__Фрагмент документа__.
Читаем Французский «рыцарский роман» полностью

Это была несомненная реакция на пленительную утопию артуровского мира, столь долго увлекавшую и развлекавшую феодальное общество, но давно уже воспринимавшуюся как «возвышающий обман». На смену этой утопии приходил иной, более трезвый и более горький взгляд на жизнь. Не приходится удивляться, что в романах второй половины XIII в. четко прослеживается стремление изображать действительность вне ее полуфантастического бретонского обличья, перейти от артуровских иносказаний к воссозданию наиболее острых жизненных конфликтов.

Здесь следует оговориться. Куртуазный роман второй половины XIII в. и начала XIV столетия не выходил за пределы феодальной, рыцарской литературы, и в своем отражении жизни он ограничивался узкими рамками своего сословия, даже, быть может, более узкими, чем это было, скажем, в произведениях Жана Ренара. Именно здесь находили авторы романов своих героев и сталкивавшие их конфликты. Но вот что особенно важно и что затем было подхвачено писателями Ренессанса: этот феодальный рыцарский мир не трактовался более как идеальная модель социума. Куртуазный универсум утрачивал свои прежние привлекательные черты. Герои новых романов уже не были однозначно положительными или отрицательными. Их характеры стали более сложными, в известной мере — глубокими. Это говорит, конечно, о «реалистских» тенденциях в развитии романного жанра, «реалистских» не с точки зрения увеличения точных бытовых зарисовок и вообще описательности, а с точки зрения попыток отразить наличествующие в рыцарском сословии реальные конфликты, сколь бы узки и локальны эти конфликты ни были.

Развитие стихотворного рыцарского романа во второй половине века не было отделено непроходимой гранью от его эволюции в предшествующий период. Дело не только в том, что старый стихотворный роман своими повествовательными приемами, своей стилистикой оказывал влияние на поэтов нового поколения. Некоторые тенденции, наметившиеся в стихотворном романе уже на рубеже XII и XIII вв., теперь были развиты и продолжены. Мы имеем в виду прежде всего интерес к острым драматическим ситуациям, рожденным не условным и неподвижным миром сказки, не некой роковой предопределенностью или свойствами характеров протагонистов (как, например, в «Романе о Тристане»), а продиктованным жизнью. Напомним, что ряд произведений начала века, в том числе книги Жана Ренара, отмечены этими чертами. Лишь разрешение конфликтов было в то время иным.

__Предоставленный материал__.
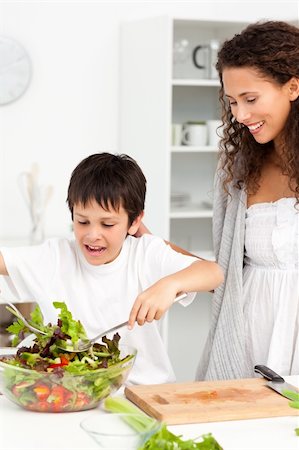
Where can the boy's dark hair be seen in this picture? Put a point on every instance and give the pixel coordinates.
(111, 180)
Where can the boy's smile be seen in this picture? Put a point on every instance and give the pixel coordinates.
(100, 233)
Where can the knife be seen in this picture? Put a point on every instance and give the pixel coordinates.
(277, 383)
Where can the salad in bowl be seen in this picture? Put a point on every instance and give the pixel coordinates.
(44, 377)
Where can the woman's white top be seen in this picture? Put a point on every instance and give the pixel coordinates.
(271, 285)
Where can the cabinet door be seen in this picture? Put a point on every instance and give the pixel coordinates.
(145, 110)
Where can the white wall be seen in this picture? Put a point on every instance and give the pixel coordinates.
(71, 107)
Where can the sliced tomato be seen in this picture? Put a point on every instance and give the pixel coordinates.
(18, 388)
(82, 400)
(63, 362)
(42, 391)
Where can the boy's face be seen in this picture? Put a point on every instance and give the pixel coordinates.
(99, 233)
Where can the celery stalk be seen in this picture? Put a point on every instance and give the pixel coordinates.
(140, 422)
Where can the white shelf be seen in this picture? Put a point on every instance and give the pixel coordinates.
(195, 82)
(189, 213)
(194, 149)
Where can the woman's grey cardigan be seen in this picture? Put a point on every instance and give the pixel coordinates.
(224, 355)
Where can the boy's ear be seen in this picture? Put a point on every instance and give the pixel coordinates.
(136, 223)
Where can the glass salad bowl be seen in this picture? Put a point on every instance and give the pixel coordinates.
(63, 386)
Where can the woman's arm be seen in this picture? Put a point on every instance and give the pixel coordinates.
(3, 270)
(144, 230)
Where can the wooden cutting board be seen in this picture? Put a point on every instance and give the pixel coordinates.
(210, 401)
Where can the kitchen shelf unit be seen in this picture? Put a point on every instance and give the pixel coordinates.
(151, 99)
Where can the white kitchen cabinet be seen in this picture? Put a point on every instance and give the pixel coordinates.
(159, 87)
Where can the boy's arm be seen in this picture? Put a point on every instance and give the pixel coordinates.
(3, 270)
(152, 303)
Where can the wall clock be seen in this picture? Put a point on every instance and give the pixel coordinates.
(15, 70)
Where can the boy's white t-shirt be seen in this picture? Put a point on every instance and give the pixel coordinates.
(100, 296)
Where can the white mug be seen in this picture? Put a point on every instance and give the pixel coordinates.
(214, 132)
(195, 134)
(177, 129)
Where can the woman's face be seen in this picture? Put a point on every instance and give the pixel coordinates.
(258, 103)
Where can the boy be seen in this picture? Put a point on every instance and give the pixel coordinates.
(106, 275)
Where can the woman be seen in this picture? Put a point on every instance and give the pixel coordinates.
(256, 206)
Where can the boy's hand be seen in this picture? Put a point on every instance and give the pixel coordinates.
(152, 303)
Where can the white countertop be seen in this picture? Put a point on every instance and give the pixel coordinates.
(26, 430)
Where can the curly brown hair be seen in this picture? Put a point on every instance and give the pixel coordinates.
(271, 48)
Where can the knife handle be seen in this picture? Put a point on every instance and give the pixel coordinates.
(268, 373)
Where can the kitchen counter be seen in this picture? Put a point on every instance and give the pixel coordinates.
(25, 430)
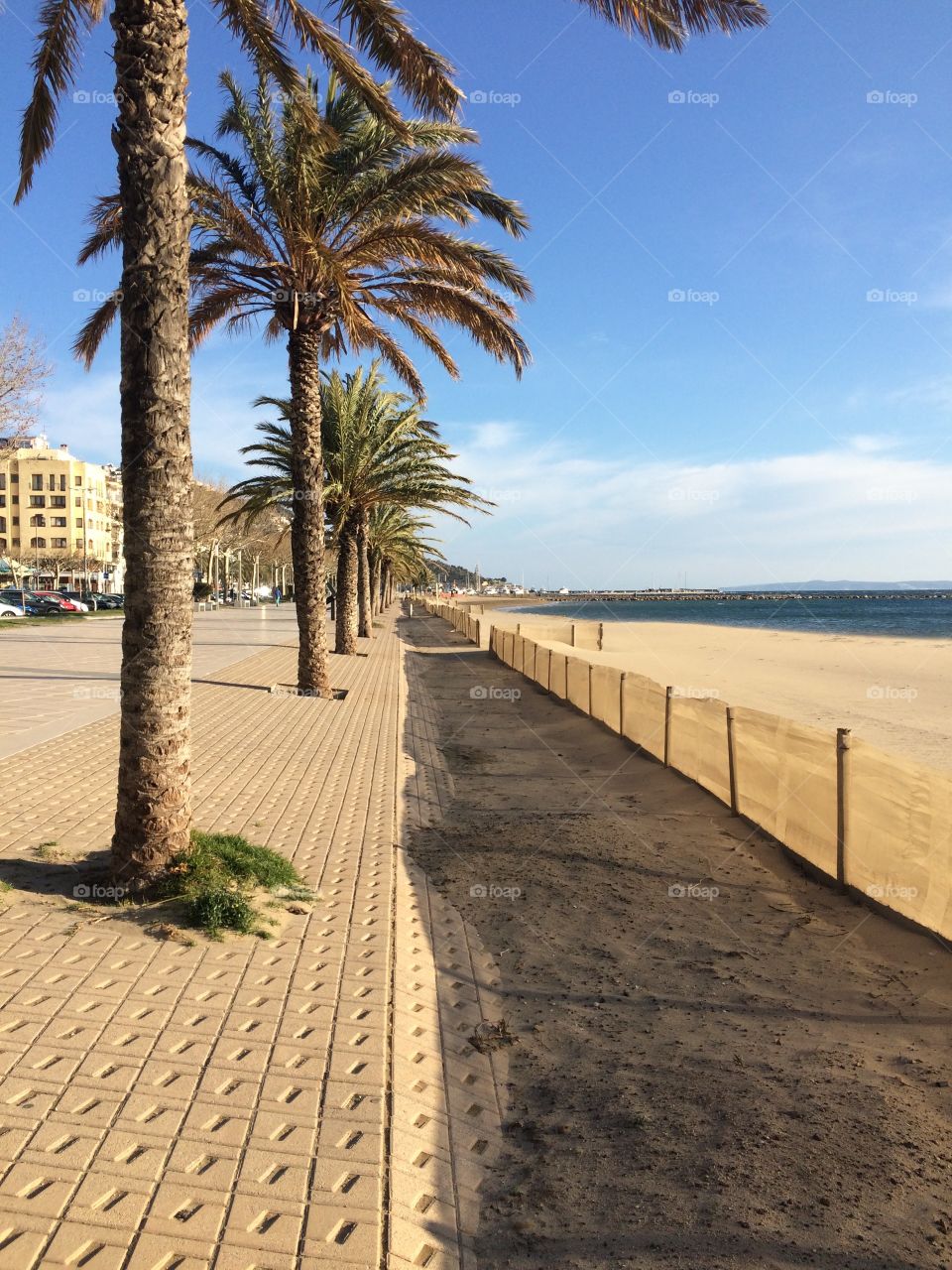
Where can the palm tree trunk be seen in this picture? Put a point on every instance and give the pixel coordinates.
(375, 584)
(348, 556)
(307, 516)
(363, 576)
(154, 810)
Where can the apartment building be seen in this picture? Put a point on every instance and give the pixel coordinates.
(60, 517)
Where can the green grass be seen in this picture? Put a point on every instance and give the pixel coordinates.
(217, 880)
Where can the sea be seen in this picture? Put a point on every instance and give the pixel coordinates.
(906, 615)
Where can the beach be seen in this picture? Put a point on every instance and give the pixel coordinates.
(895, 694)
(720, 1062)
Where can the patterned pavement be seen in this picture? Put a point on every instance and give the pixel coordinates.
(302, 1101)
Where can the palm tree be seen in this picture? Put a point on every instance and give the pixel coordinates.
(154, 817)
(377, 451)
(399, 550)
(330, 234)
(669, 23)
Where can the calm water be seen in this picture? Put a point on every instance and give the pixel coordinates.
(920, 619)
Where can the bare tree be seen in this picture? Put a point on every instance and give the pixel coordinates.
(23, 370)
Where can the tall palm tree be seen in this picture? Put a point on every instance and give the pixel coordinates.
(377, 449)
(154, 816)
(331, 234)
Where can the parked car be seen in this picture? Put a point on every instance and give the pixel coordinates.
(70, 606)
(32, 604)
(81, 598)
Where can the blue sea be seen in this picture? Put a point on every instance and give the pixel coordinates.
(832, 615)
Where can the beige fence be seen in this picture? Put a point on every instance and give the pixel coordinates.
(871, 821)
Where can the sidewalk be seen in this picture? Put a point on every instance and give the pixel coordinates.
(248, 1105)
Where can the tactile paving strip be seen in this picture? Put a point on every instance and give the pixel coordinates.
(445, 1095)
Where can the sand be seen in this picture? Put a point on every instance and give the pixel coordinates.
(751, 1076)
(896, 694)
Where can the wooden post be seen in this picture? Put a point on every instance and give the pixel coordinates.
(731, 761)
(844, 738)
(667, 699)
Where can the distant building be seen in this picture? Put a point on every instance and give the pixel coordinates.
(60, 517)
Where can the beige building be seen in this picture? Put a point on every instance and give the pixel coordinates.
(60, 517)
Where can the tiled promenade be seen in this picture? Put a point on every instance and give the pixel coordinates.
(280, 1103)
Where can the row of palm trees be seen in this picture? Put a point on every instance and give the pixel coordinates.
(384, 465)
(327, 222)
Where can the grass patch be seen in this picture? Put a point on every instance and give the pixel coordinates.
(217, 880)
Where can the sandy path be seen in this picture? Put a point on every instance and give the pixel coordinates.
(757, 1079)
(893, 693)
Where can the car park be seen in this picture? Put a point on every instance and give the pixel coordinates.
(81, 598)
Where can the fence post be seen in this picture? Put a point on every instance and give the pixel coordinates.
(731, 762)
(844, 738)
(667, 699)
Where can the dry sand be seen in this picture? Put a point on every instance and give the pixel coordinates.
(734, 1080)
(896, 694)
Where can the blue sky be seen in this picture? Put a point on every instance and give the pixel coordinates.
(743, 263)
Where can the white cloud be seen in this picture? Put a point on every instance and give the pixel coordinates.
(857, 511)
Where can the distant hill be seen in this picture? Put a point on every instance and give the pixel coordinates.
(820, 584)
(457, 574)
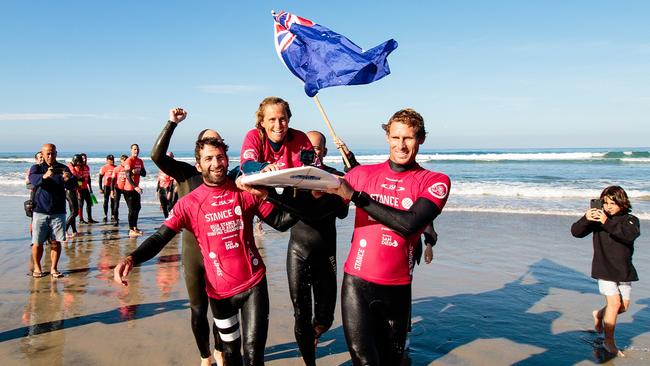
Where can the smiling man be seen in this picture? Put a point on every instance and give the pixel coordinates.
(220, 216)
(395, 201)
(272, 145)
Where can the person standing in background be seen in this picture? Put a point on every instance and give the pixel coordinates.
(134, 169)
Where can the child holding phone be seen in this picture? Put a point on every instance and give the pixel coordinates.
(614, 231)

__Задание A__. Чьи книги начала века фрагмент называет среди произведений, отмеченных интересом к острым драматическим ситуациям?
__Задание B__. Перепишите из фрагмента без изменений отрывок, который начинается словами «Это была несомненная» и продолжается до слов «острых жизненных конфликтов.» включительно.
__Задание C__. Перечислите все века, которые упоминаются во фрагменте.

__Полный ответ A__. Книги Жана Ренара.

__Полный ответ B__.
Это была несомненная реакция на пленительную утопию артуровского мира, столь долго увлекавшую и развлекавшую феодальное общество, но давно уже воспринимавшуюся как «возвышающий обман». На смену этой утопии приходил иной, более трезвый и более горький взгляд на жизнь. Не приходится удивляться, что в романах второй половины XIII в. четко прослеживается стремление изображать действительность вне ее полуфантастического бретонского обличья, перейти от артуровских иносказаний к воссозданию наиболее острых жизненных конфликтов.

__Полный ответ C__. XII, XIII и XIV века.